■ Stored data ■
---

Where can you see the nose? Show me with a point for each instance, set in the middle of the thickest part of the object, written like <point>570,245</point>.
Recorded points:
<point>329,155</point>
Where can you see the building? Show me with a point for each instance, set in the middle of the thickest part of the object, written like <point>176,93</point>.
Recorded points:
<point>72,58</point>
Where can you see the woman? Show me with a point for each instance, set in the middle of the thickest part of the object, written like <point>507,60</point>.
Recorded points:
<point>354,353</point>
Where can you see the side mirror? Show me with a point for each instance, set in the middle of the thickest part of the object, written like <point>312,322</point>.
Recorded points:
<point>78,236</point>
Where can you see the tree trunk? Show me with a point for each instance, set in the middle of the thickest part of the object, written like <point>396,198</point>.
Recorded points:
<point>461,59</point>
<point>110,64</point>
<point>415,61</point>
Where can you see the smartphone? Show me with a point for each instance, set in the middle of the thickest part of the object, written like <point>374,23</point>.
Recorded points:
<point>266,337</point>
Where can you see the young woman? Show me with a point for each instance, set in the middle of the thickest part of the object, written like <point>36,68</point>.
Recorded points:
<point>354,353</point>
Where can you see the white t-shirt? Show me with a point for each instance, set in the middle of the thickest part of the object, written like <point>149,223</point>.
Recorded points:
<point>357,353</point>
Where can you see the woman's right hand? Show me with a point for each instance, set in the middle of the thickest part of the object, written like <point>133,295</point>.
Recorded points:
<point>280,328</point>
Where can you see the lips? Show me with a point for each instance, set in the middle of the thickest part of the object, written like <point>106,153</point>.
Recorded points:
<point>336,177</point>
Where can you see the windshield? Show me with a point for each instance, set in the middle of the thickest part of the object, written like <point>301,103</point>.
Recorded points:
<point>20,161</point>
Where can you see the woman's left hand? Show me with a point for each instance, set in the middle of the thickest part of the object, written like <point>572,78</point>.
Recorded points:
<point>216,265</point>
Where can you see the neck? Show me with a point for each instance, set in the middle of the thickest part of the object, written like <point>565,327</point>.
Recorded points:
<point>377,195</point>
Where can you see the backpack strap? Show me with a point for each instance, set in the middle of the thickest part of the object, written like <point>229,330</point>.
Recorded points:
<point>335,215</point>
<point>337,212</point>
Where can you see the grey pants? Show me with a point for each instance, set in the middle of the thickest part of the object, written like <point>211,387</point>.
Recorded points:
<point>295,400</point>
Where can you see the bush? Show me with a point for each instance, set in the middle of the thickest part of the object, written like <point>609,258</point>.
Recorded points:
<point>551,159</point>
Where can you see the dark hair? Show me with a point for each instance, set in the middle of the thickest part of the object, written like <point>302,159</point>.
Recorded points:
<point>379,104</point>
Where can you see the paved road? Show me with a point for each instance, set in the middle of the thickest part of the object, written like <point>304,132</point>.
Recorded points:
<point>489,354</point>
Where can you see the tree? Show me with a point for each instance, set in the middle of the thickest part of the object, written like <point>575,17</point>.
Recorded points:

---

■ CHALLENGE ■
Set down the material above again, word for word, from its first line to its last.

■ EXERCISE RESPONSE ■
Where can you see the nose? Show me with a point for each instance, set in the middle of the thickest part of the object, written like <point>570,245</point>.
Recorded points:
<point>329,155</point>
Where can you see the building? Show me with a point for each instance, set in the middle of the thickest part of the object, written like <point>176,93</point>.
Recorded points:
<point>72,58</point>
Where can you see the woman? Show me with a point for each instance, set in the middle of the thickest part of the object, written like <point>507,60</point>.
Recorded points:
<point>354,353</point>
Where can you see the side mirror? Show me with a point for each instance, set in the middle of the thickest part of the object, written like <point>312,322</point>.
Recorded points:
<point>78,236</point>
Where can you see the tree trunk? Show me with a point for each instance, set in the middle of the thickest part of the object, written like <point>396,198</point>.
Recorded points:
<point>461,59</point>
<point>110,64</point>
<point>415,61</point>
Where can you see the smartphone? Show me with a point for each instance, set in the middle of the thickest part of the object, written like <point>374,23</point>.
Recorded points:
<point>266,337</point>
Where can you see the young woman? Show me with a point for each instance, set in the middle of the thickest part of the object, written like <point>36,68</point>.
Recorded points:
<point>354,353</point>
Where can you see the white t-shirt? Show me with a point for each instance, set in the middle of the thickest part of the object, written like <point>149,223</point>.
Recorded points:
<point>357,353</point>
Where can you see the woman's right hand? Show me with a point for each instance, set in the middle of the thickest part of the object, written like <point>133,295</point>.
Recorded points:
<point>280,328</point>
Where can you see the lips? Show me with a point for each instance, set in the middle of the thickest part of the object, written like <point>106,153</point>.
Recorded points:
<point>336,177</point>
Where can you see the windshield? Show me with a point for each instance, set in the middle of the thickest part of the object, written like <point>301,103</point>.
Recorded points:
<point>20,161</point>
Where can you see the woman's left hand? Show me with a point for each instance, set in the middle of the thickest part of the object, written like <point>572,78</point>.
Recorded points:
<point>216,265</point>
Where can you see the neck? Show me with a point for each instance, set in the middle of the thickest part of the object, written like <point>565,327</point>.
Recorded points:
<point>377,195</point>
Where can you see the backpack strap? Show me with a point for each instance, set in the middle of the thickest part of the object, written like <point>229,330</point>.
Recorded points:
<point>335,215</point>
<point>337,212</point>
Where can you see the grey pants? Show me with a point for each instance, set in the middle of the thickest part of the object, written like <point>211,387</point>.
Recorded points:
<point>295,400</point>
Where can you see the bush? Show me with a point for each instance, set in the middle of the thickest part of the object, written like <point>609,258</point>.
Recorded points:
<point>551,159</point>
Where can you see the dark hair? Show me with a point for each instance, set in the middle of the thickest part of the object, written like <point>302,159</point>.
Recorded points:
<point>379,104</point>
Where can you see the paved road? Show me with a point for each instance, set in the middle of the thickest part of the object, written like <point>304,132</point>.
Recorded points:
<point>489,354</point>
Where can you see the tree? Show me with a point for each instance, set in the middle of the thickest part of the object, written like <point>575,17</point>.
Recorded points:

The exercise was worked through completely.